=== Work order ===
Repeat all of the records word for word, but skip any picture.

(Point localization data)

□ □ □ □ □

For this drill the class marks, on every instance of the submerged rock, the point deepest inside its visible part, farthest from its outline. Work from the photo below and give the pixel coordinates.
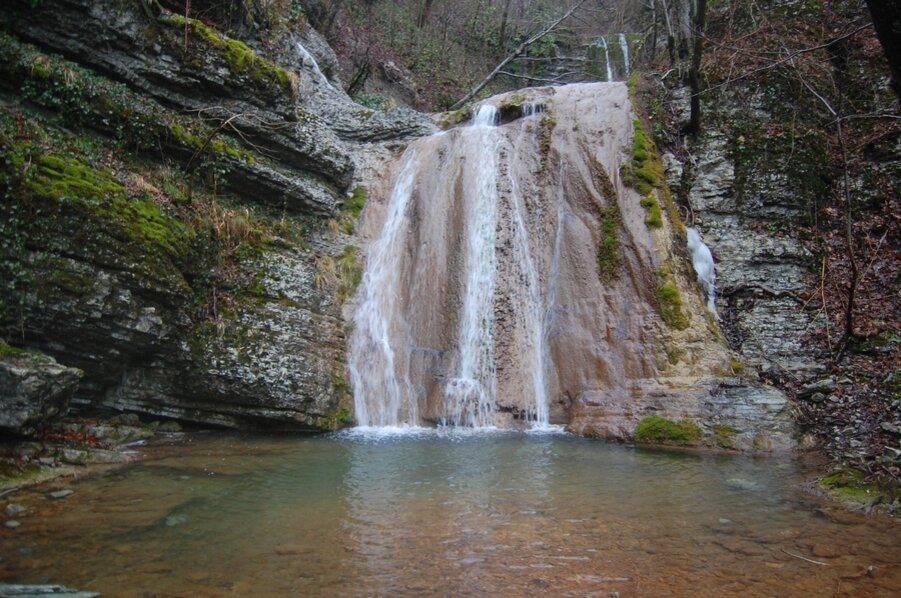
(40, 591)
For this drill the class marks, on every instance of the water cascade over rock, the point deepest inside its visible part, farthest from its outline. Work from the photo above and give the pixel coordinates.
(514, 279)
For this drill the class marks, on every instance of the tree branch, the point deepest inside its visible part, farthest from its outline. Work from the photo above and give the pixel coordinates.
(512, 56)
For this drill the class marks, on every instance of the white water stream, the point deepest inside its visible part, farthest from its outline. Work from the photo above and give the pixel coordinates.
(607, 59)
(624, 45)
(380, 399)
(309, 61)
(470, 396)
(702, 260)
(385, 344)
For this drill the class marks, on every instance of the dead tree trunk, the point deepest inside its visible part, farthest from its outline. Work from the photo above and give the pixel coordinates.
(514, 55)
(887, 21)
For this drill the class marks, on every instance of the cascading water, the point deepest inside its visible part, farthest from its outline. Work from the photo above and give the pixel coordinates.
(483, 303)
(702, 260)
(624, 46)
(470, 395)
(309, 61)
(607, 59)
(380, 399)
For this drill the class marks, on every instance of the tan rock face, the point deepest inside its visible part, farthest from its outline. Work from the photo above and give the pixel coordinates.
(556, 340)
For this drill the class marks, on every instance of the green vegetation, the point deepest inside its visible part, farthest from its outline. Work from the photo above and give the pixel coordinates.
(8, 351)
(546, 133)
(659, 430)
(609, 252)
(670, 302)
(853, 486)
(239, 57)
(645, 172)
(654, 218)
(350, 270)
(724, 436)
(79, 98)
(356, 202)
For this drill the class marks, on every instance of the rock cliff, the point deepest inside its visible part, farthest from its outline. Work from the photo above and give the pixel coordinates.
(167, 194)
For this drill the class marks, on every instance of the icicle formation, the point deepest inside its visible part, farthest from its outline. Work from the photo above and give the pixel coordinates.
(702, 260)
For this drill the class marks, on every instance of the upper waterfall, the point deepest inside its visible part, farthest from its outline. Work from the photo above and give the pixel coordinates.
(483, 302)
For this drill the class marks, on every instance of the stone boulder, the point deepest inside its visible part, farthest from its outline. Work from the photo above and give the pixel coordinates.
(34, 389)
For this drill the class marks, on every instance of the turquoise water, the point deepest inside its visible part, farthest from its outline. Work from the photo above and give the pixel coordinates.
(436, 514)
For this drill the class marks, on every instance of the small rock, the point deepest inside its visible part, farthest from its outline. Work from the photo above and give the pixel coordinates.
(824, 551)
(169, 427)
(824, 386)
(126, 419)
(742, 484)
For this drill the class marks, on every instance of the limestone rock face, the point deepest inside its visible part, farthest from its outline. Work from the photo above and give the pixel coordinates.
(274, 361)
(34, 388)
(582, 275)
(758, 274)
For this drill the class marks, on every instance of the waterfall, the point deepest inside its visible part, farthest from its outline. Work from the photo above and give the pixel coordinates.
(702, 260)
(607, 58)
(624, 45)
(482, 304)
(470, 395)
(379, 398)
(308, 60)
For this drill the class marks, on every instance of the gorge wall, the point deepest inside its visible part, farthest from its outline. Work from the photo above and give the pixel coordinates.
(558, 228)
(181, 218)
(166, 198)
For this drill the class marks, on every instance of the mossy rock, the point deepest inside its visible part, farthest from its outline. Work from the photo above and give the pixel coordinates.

□ □ □ □ □

=== Answer for this exercise ===
For this drill the class marks, on every instance of the submerged rock, the point deepest inside its visible part, farthest from its outline. Work from the photo below and give the pixel coordinates.
(40, 591)
For this drill the class marks, on every instance of the water cascade over rock, the point deepest inside its visible part, farthest from its outline. Work from the photo above and give the pixel coordinates.
(514, 279)
For this drill the class marks, on every instance of the tree branch, the point deepest inside its visible part, farthest from its outline. Work from the photo above and give the pixel coordinates.
(512, 56)
For this drill the class marks, on every instance of the white water stream, the point deepest inside its visible part, farthest from its outline. Work from the photo above and give the pixel coordinates.
(607, 59)
(624, 45)
(380, 399)
(309, 61)
(470, 396)
(702, 260)
(385, 344)
For this drill the class marks, on every instance of the dead tree trunk, the point deepest inside its visible part, farthest from its outline. Work from the photo above and give the pixel coordinates.
(514, 55)
(887, 21)
For this drill the class marks, on every instance of the cascading water, the point deepest inside its visible part, farthest from its outline. Work from the photo above and give the pixel coordinates.
(483, 303)
(702, 260)
(624, 46)
(470, 395)
(309, 61)
(607, 59)
(380, 399)
For this drill the class marks, on every instance of the tan rock face, the point deepest inside its visible part, farthest from its outline. Work from the photo above and give the pixel coordinates.
(556, 340)
For this drill the class marks, on every instance of the green vegetation, the point deepest inside its visible part, farthest from its outline. Work from the photo above and give the pixel coordinates.
(8, 351)
(546, 133)
(659, 430)
(609, 252)
(670, 302)
(853, 486)
(239, 57)
(645, 172)
(654, 218)
(350, 270)
(724, 436)
(79, 98)
(356, 202)
For this drill the class marks, on every instance of the rock cliff, the point deepest inside its visible part, farthest from its outline. Work from the photo above and give the pixel coordinates.
(167, 194)
For this drill the class marks, on every instance of the icicle formation, the point deepest inside its visible part, farthest from its outline. Work from the photo above and give the pixel coordinates.
(702, 260)
For this drill the class marks, on every instance of the upper waterfall, the point deepest inside its visible part, farthest from its outline. Work from the photo above and give the pixel coordinates.
(483, 302)
For this drill the class marks, on every instance of the stone boulder, the point deepest inside its visible part, farthest from its outline. Work from the photo above and give the pixel coordinates.
(34, 389)
For this drill the class marks, on every instance of the turquoise water, the point deepest inside its visible part, farthest from its outline. Work from the photo above and give the pixel coordinates.
(436, 514)
For this drill the class marks, on every instance of the small rock, the point deepest inside its visible part, farthest from its outline. Work from the photo above and give the pixel coordinates.
(824, 551)
(169, 427)
(824, 386)
(126, 419)
(742, 484)
For this drill the class marks, on every instance of the limestone rock face, the point deepest inside its visible part, farthest from its outline. Work from the photo above and give the pixel coordinates.
(274, 361)
(34, 388)
(582, 275)
(758, 274)
For this drill the class marks, on every instance of the waterfall, the point deepest inside its visible part, farthest from its outline. Work from the photo above and give the pixel coordinates.
(702, 260)
(607, 58)
(624, 45)
(482, 304)
(470, 395)
(379, 398)
(308, 60)
For this drill the class marks, on every instance of the gorge wall, the point deepest inside its visible part, farthest from its outline. Work from the photo above and give the pixel coordinates.
(558, 228)
(181, 218)
(166, 198)
For this drill the class marks, on every instance of the mossy rock, the point deepest inside its visible part, farthest from its outline. Work from the photo above and give the pixel coordinates.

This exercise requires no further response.